**Task directions**: Below are some records. Repeat exactly the lines from the one containing "One point lands on each instance of the dog's muzzle;" through the final line.
########################################
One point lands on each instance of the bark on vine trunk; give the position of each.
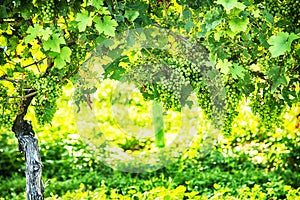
(28, 145)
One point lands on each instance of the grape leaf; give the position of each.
(84, 20)
(187, 13)
(224, 66)
(236, 25)
(107, 26)
(237, 71)
(188, 26)
(54, 43)
(96, 3)
(230, 4)
(45, 33)
(281, 43)
(32, 33)
(63, 57)
(131, 15)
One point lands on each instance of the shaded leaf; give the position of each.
(281, 43)
(84, 20)
(238, 25)
(54, 43)
(107, 26)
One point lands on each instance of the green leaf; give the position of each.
(224, 66)
(131, 15)
(187, 13)
(45, 33)
(237, 24)
(63, 57)
(107, 26)
(3, 12)
(54, 43)
(84, 20)
(281, 43)
(66, 53)
(32, 33)
(96, 3)
(188, 26)
(230, 4)
(237, 71)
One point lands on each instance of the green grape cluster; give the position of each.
(196, 3)
(288, 10)
(171, 78)
(47, 10)
(78, 53)
(9, 107)
(268, 107)
(233, 98)
(45, 101)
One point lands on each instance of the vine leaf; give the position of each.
(237, 71)
(96, 3)
(32, 33)
(84, 20)
(188, 26)
(281, 43)
(277, 78)
(37, 31)
(238, 25)
(224, 66)
(63, 57)
(54, 43)
(230, 4)
(107, 26)
(131, 15)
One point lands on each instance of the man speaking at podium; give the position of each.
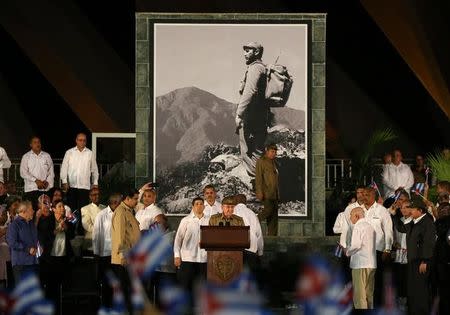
(226, 218)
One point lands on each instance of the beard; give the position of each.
(249, 60)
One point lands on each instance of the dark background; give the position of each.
(368, 83)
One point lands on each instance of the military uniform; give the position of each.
(266, 184)
(254, 112)
(125, 234)
(218, 218)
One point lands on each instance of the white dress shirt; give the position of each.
(251, 220)
(419, 218)
(395, 176)
(380, 219)
(147, 216)
(346, 225)
(362, 250)
(400, 241)
(59, 244)
(214, 209)
(4, 163)
(88, 215)
(77, 168)
(36, 166)
(101, 235)
(187, 239)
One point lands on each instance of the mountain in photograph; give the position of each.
(189, 119)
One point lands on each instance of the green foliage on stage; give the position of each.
(363, 167)
(439, 163)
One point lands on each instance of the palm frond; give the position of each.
(440, 166)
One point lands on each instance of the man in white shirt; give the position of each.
(380, 219)
(343, 225)
(36, 169)
(146, 216)
(77, 170)
(189, 258)
(88, 215)
(4, 163)
(252, 254)
(212, 206)
(101, 241)
(396, 176)
(363, 260)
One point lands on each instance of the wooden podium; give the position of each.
(224, 245)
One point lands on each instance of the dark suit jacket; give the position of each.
(420, 238)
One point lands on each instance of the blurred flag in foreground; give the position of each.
(27, 298)
(151, 250)
(239, 297)
(321, 289)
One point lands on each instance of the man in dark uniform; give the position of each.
(266, 184)
(226, 218)
(252, 110)
(420, 240)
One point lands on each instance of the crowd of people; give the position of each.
(395, 227)
(45, 229)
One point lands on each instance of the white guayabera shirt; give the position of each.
(187, 239)
(77, 168)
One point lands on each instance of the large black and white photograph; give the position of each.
(222, 93)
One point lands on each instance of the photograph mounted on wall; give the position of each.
(221, 93)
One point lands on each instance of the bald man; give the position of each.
(363, 260)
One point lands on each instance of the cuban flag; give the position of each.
(174, 299)
(321, 289)
(229, 301)
(239, 297)
(151, 250)
(375, 186)
(72, 217)
(314, 278)
(118, 303)
(28, 298)
(137, 293)
(389, 306)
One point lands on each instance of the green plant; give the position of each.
(362, 162)
(440, 165)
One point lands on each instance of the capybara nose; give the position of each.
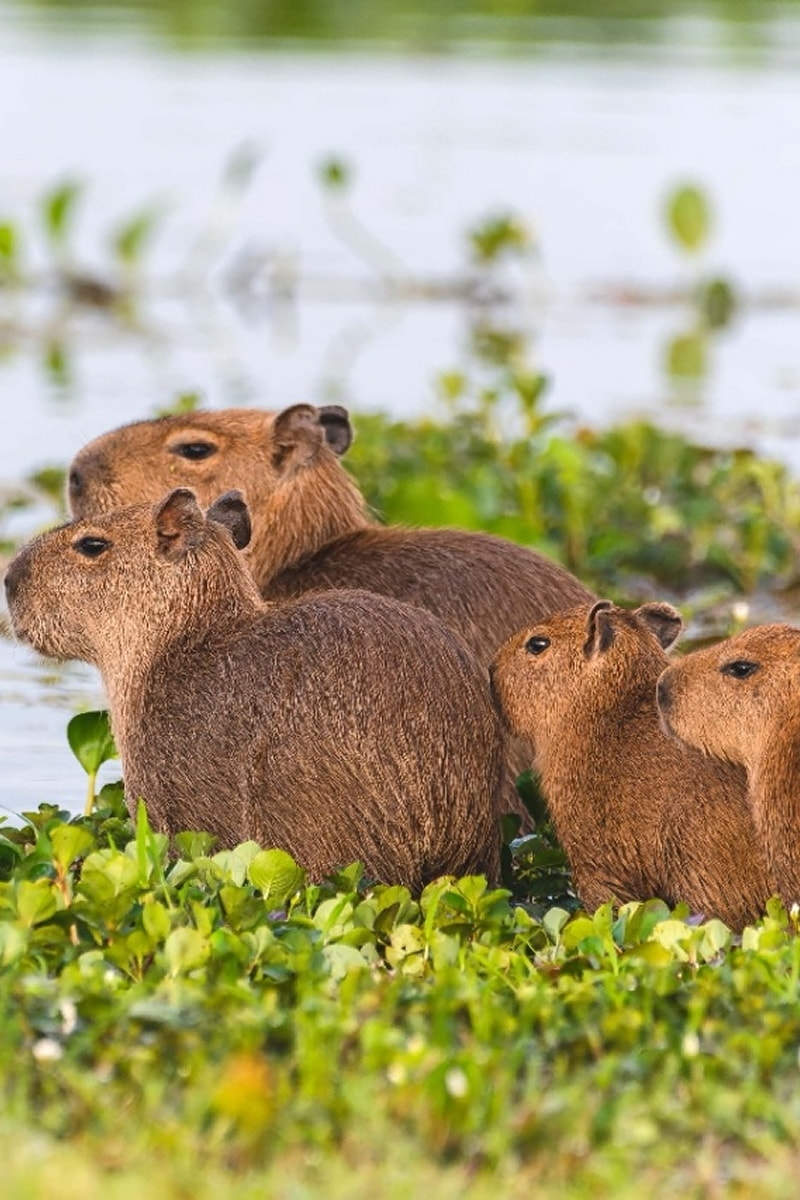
(662, 693)
(18, 571)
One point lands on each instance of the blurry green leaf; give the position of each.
(156, 921)
(276, 875)
(50, 481)
(719, 303)
(130, 239)
(335, 174)
(185, 949)
(689, 217)
(70, 843)
(192, 844)
(91, 741)
(58, 211)
(56, 363)
(497, 235)
(8, 252)
(687, 357)
(35, 901)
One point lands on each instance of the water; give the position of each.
(582, 144)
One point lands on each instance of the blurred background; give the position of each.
(334, 201)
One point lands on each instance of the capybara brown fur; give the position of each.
(637, 815)
(740, 701)
(312, 529)
(341, 726)
(311, 526)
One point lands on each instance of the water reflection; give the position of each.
(254, 285)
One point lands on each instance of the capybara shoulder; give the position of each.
(637, 815)
(341, 726)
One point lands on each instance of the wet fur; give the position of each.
(637, 815)
(753, 721)
(340, 726)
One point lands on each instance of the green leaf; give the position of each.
(276, 875)
(689, 217)
(58, 211)
(335, 174)
(36, 901)
(91, 741)
(156, 921)
(185, 949)
(686, 355)
(130, 239)
(70, 843)
(341, 960)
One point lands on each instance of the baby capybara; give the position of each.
(342, 726)
(740, 701)
(636, 814)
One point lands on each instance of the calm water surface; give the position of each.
(583, 147)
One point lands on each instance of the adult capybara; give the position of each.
(740, 701)
(311, 526)
(341, 726)
(312, 529)
(638, 816)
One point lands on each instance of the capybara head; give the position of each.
(577, 661)
(92, 587)
(247, 449)
(722, 700)
(286, 465)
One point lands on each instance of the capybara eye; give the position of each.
(536, 645)
(194, 450)
(740, 669)
(91, 547)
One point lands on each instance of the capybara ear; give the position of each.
(600, 629)
(661, 619)
(232, 511)
(179, 523)
(336, 426)
(298, 436)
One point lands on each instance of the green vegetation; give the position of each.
(210, 1024)
(216, 1024)
(408, 23)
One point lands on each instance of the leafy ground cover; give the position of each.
(217, 1025)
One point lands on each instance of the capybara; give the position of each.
(312, 529)
(740, 701)
(341, 726)
(637, 815)
(311, 526)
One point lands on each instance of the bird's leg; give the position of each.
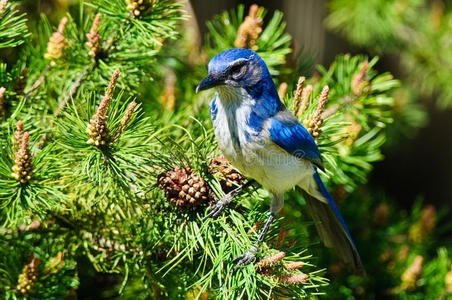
(221, 204)
(250, 255)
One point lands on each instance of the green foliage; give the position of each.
(92, 205)
(418, 32)
(353, 131)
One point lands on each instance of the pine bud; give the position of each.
(293, 278)
(125, 120)
(282, 90)
(301, 97)
(281, 237)
(2, 104)
(297, 94)
(359, 80)
(17, 140)
(272, 259)
(412, 274)
(97, 129)
(55, 264)
(448, 282)
(57, 43)
(184, 188)
(315, 121)
(168, 96)
(28, 277)
(249, 30)
(23, 165)
(93, 36)
(293, 265)
(229, 177)
(137, 7)
(21, 82)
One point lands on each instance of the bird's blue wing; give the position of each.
(213, 109)
(290, 135)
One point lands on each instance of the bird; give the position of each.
(262, 139)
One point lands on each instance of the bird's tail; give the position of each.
(332, 228)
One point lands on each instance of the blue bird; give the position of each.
(264, 141)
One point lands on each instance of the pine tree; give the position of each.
(103, 169)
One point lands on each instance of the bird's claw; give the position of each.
(245, 259)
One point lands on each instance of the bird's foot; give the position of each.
(245, 259)
(218, 207)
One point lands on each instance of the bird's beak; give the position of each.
(207, 83)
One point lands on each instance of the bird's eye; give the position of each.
(237, 72)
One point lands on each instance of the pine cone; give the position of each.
(183, 187)
(229, 177)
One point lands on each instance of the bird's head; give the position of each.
(235, 68)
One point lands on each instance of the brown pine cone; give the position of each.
(229, 177)
(183, 187)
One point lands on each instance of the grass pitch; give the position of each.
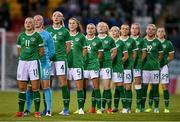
(8, 107)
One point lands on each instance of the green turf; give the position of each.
(8, 107)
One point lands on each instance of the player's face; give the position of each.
(29, 24)
(91, 29)
(101, 28)
(72, 24)
(114, 32)
(38, 21)
(135, 30)
(151, 30)
(57, 17)
(161, 33)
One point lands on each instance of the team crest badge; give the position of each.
(32, 39)
(77, 39)
(106, 42)
(154, 44)
(59, 33)
(94, 43)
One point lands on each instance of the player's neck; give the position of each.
(57, 26)
(134, 36)
(38, 29)
(124, 38)
(29, 32)
(102, 35)
(73, 32)
(150, 38)
(90, 36)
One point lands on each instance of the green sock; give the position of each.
(36, 98)
(129, 98)
(104, 99)
(80, 96)
(155, 88)
(116, 98)
(150, 102)
(138, 98)
(45, 105)
(66, 96)
(144, 95)
(109, 98)
(93, 101)
(21, 101)
(84, 90)
(98, 98)
(166, 98)
(122, 96)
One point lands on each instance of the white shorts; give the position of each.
(28, 69)
(136, 73)
(91, 74)
(128, 76)
(151, 77)
(105, 73)
(75, 74)
(117, 77)
(58, 68)
(165, 75)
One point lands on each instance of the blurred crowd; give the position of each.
(114, 12)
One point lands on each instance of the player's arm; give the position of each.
(125, 56)
(68, 47)
(84, 51)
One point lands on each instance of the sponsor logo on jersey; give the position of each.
(105, 42)
(32, 39)
(154, 44)
(77, 39)
(59, 33)
(94, 43)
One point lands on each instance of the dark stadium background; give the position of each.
(114, 12)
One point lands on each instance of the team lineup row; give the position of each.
(117, 54)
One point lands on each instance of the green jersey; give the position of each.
(154, 47)
(75, 57)
(141, 45)
(94, 45)
(30, 45)
(60, 37)
(167, 49)
(117, 62)
(131, 46)
(108, 45)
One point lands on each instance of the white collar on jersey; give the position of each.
(90, 38)
(57, 28)
(30, 33)
(124, 39)
(102, 37)
(74, 34)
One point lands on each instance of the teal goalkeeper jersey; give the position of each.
(94, 45)
(75, 57)
(108, 45)
(60, 38)
(167, 48)
(141, 45)
(154, 47)
(117, 62)
(131, 46)
(30, 45)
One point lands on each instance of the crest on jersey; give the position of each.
(77, 39)
(106, 42)
(59, 33)
(94, 43)
(32, 39)
(164, 46)
(154, 44)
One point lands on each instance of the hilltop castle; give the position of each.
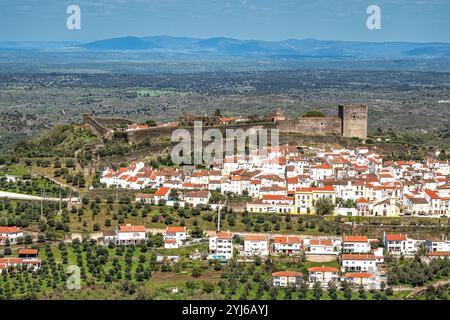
(351, 121)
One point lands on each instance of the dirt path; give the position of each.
(420, 289)
(20, 196)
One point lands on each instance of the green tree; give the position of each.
(324, 206)
(317, 290)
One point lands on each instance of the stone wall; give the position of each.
(138, 135)
(313, 126)
(113, 122)
(100, 130)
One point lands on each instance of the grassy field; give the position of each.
(158, 93)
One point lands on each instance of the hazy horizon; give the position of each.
(401, 20)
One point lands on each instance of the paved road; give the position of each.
(20, 196)
(213, 232)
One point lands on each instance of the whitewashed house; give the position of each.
(288, 245)
(358, 262)
(221, 246)
(356, 244)
(323, 275)
(130, 235)
(175, 237)
(286, 278)
(256, 245)
(10, 233)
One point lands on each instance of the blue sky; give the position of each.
(402, 20)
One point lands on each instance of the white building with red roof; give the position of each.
(397, 244)
(256, 245)
(321, 246)
(323, 275)
(221, 246)
(175, 237)
(358, 262)
(356, 244)
(10, 233)
(286, 278)
(369, 281)
(288, 245)
(130, 235)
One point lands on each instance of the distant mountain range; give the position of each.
(286, 48)
(291, 48)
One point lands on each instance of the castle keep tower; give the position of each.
(353, 120)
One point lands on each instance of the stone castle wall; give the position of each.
(100, 130)
(312, 126)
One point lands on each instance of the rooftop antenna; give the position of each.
(60, 201)
(218, 217)
(42, 199)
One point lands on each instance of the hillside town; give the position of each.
(361, 259)
(339, 181)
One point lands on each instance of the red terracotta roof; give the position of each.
(131, 229)
(358, 257)
(286, 274)
(396, 237)
(163, 191)
(322, 269)
(359, 275)
(175, 229)
(9, 230)
(28, 251)
(356, 239)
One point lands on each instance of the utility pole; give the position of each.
(218, 217)
(42, 205)
(60, 201)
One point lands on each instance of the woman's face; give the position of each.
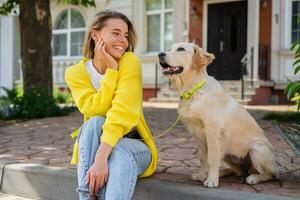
(115, 37)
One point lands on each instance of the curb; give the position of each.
(57, 183)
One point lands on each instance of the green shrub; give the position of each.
(293, 88)
(35, 104)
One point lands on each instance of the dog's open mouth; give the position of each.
(169, 70)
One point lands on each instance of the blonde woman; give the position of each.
(114, 146)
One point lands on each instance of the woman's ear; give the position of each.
(94, 35)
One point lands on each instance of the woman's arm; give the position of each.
(89, 101)
(126, 103)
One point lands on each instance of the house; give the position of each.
(250, 39)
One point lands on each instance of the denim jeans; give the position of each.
(128, 159)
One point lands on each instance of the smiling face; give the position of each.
(115, 36)
(183, 58)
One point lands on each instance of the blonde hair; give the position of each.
(100, 22)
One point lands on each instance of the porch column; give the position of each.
(6, 52)
(253, 37)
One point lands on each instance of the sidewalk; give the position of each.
(47, 142)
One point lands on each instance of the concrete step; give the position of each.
(164, 99)
(57, 183)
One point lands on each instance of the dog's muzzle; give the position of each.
(167, 69)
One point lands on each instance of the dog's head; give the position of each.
########################################
**Response area**:
One point lands on each instance of the dog's muzzle; give the position of each.
(167, 69)
One point lands on each instance of the dog's head; give the position of each.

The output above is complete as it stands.